» **TEXTO EM ESTUDO**:

Pessoas mais inteligentes costumam obter melhor aproveitamento na escola, permanecem mais tempo estudando, ocupam postos de trabalho nos quais têm autonomia e recebem salários acima da média. Além disso, são mais atentas a estratégias que favoreçam sua saúde, tanto física quanto mental – e vivem mais tempo. É claro que só o aspecto cognitivo não basta, mas pesquisas têm mostrado que os benefícios de um alto nível intelectual são numerosos – assim como as desvantagens de uma inteligência pouco privilegiada. Obviamente existem exceções, mas essa é a norma vigente na sociedade ocidental atual.

» **ATIVIDADE A**: De acordo com o texto sobre os benefícios da inteligência, em que tipo de posto de trabalho as pessoas mais inteligentes costumam estar?
» **ATIVIDADE B**: Modifique o trecho do texto sobre os benefícios da inteligência que começa em "Pessoas mais inteligentes" e segue até "sociedade ocidental atual.", substituindo "escola" por "universidade".
» **ATIVIDADE C**: Continue o texto sobre os benefícios da inteligência a partir do ponto em que ele termina.

» **LISTA DE REGISTROS**:
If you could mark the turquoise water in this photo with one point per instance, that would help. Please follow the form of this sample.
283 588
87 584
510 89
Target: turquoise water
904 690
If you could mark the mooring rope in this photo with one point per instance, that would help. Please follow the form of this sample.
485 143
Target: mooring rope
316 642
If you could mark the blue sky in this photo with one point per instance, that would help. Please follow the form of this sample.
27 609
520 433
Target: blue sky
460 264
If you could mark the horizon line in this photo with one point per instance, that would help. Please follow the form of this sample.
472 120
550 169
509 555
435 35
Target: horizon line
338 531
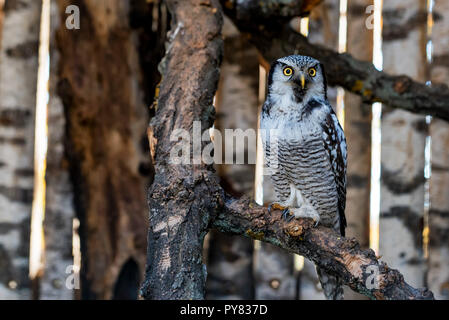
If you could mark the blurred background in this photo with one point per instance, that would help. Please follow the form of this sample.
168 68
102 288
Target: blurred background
77 85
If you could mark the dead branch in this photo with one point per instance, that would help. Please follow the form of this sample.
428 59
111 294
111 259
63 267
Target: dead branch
274 38
360 269
186 200
191 70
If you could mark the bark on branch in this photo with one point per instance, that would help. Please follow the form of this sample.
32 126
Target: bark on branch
186 200
338 255
274 38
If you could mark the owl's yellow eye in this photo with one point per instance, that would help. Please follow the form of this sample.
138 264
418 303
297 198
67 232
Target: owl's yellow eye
288 71
312 72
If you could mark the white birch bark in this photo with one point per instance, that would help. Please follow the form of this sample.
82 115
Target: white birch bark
403 141
438 272
58 278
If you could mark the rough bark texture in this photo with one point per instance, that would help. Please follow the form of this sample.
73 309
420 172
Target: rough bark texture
438 271
18 79
59 210
185 200
358 132
274 38
99 84
174 263
230 259
323 30
402 150
326 248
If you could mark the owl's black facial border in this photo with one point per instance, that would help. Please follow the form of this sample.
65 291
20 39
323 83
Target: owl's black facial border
299 92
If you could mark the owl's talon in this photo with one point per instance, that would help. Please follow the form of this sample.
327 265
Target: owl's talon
287 215
276 206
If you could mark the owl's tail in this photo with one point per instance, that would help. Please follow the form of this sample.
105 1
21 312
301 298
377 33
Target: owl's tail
332 285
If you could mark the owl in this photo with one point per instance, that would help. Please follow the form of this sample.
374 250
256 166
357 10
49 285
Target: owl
305 149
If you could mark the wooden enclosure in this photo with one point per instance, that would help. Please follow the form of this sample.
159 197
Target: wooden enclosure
102 86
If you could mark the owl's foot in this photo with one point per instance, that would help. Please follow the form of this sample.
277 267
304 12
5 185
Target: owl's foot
286 214
307 212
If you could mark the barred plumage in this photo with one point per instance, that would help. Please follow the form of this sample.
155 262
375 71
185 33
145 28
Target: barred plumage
307 153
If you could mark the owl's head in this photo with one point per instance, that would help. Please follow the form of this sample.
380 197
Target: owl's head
301 77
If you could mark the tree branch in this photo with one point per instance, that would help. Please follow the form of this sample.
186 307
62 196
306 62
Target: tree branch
337 255
186 200
190 76
274 38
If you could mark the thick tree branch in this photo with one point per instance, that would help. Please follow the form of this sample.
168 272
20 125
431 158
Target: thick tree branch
183 196
186 200
274 38
338 255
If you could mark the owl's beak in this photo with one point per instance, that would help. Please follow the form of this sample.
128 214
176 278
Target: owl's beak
303 81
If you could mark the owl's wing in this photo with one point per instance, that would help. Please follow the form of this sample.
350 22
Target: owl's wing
335 145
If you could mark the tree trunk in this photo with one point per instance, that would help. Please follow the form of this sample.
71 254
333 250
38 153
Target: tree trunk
99 84
175 268
438 272
403 141
358 132
57 281
2 3
18 79
230 258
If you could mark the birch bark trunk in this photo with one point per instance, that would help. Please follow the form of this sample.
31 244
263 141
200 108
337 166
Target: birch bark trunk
358 132
59 209
403 142
230 261
438 272
99 85
18 79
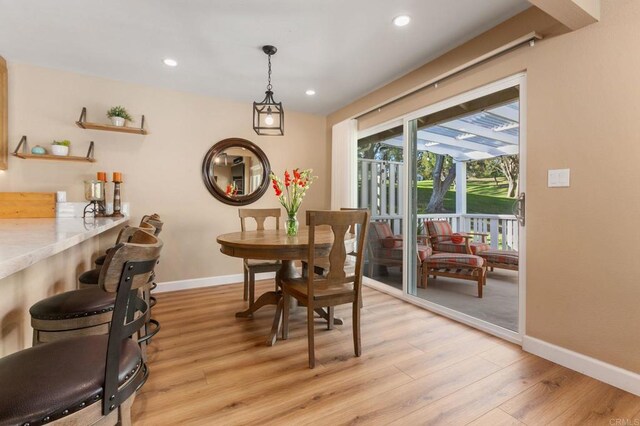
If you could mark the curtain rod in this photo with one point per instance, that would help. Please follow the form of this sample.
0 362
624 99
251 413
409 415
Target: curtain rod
529 39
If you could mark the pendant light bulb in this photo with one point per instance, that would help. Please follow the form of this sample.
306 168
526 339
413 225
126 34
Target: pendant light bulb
268 120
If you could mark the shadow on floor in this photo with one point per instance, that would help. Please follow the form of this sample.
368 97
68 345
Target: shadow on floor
499 304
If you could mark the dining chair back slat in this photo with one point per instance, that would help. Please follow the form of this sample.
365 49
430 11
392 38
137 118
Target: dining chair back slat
336 287
260 216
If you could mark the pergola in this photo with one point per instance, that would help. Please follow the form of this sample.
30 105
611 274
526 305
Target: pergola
488 133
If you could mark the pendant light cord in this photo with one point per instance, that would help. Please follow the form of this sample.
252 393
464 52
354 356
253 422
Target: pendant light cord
269 84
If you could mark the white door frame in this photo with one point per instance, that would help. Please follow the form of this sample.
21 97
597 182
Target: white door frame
514 80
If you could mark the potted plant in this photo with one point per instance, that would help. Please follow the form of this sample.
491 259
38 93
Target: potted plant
118 115
60 147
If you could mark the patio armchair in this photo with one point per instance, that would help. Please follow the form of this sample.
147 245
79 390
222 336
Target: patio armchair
385 249
454 265
443 239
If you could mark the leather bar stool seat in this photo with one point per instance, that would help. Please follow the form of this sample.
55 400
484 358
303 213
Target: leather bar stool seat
100 260
47 382
90 277
85 312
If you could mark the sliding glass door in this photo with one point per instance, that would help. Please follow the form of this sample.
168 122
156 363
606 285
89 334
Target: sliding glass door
453 168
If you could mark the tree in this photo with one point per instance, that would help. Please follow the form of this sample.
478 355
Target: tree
441 182
510 167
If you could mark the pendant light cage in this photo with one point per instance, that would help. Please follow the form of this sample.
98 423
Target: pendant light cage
268 115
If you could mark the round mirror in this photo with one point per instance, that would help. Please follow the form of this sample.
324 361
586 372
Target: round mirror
236 171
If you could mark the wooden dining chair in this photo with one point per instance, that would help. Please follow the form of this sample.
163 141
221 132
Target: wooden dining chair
322 263
251 267
336 287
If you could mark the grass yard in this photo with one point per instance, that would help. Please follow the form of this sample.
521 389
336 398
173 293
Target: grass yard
482 197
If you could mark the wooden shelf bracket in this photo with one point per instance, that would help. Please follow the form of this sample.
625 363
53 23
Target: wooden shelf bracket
83 123
25 154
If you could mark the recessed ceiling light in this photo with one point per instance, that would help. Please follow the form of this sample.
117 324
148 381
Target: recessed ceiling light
170 62
401 21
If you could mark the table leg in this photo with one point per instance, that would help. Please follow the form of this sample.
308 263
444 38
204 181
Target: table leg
325 315
277 323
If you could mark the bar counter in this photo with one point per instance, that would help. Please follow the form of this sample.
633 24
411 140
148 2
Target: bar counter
40 258
24 242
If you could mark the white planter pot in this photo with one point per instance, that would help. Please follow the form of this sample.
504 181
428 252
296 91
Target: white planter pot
117 121
59 150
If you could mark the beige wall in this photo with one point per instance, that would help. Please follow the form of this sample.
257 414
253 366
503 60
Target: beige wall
583 108
161 170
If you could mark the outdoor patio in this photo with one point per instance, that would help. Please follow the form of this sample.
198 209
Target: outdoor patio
485 134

» **RESPOSTA A**: Em postos de trabalho nos quais têm autonomia.

» **RESPOSTA B**:
Pessoas mais inteligentes costumam obter melhor aproveitamento na universidade, permanecem mais tempo estudando, ocupam postos de trabalho nos quais têm autonomia e recebem salários acima da média. Além disso, são mais atentas a estratégias que favoreçam sua saúde, tanto física quanto mental – e vivem mais tempo. É claro que só o aspecto cognitivo não basta, mas pesquisas têm mostrado que os benefícios de um alto nível intelectual são numerosos – assim como as desvantagens de uma inteligência pouco privilegiada. Obviamente existem exceções, mas essa é a norma vigente na sociedade ocidental atual.

» **RESPOSTA C**:
Não por acaso, em vários países os programas de pesquisa destinados a melhorar a inteligência se encontram entre os que recebem mais investimento. Cada vez mais há consenso de que melhorar a inteligência da população é relevante, sobretudo pelos benefícios obtidos quando esse objetivo é alcançado. Contudo, seguimos sem uma resposta clara sobre como conseguir isso. Estudos revelam que os ganhos obtidos por meio de estratégias de melhoria cognitiva se dissipam com o passar do tempo, após a intervenção ser concluída. Pelo menos é esse o parecer oficial da Associação Americana de Psicologia, após a revisão de dezenas de pesquisas nessa área.

Nesse contexto está enquadrada, em parte, a intenção de encontrar os mecanismos mentais e cognitivos básicos sobre os quais se apoia a inteligência. Há muitos anos, cientistas vêm insistindo que alguns processos mnêmicos são essenciais para a inteligência. A memória operativa (ou de trabalho) constitui um rico e complexo mecanismo mental, mas seus processos mais básicos se consolidam sobre o armazenamento temporal da informação relevante.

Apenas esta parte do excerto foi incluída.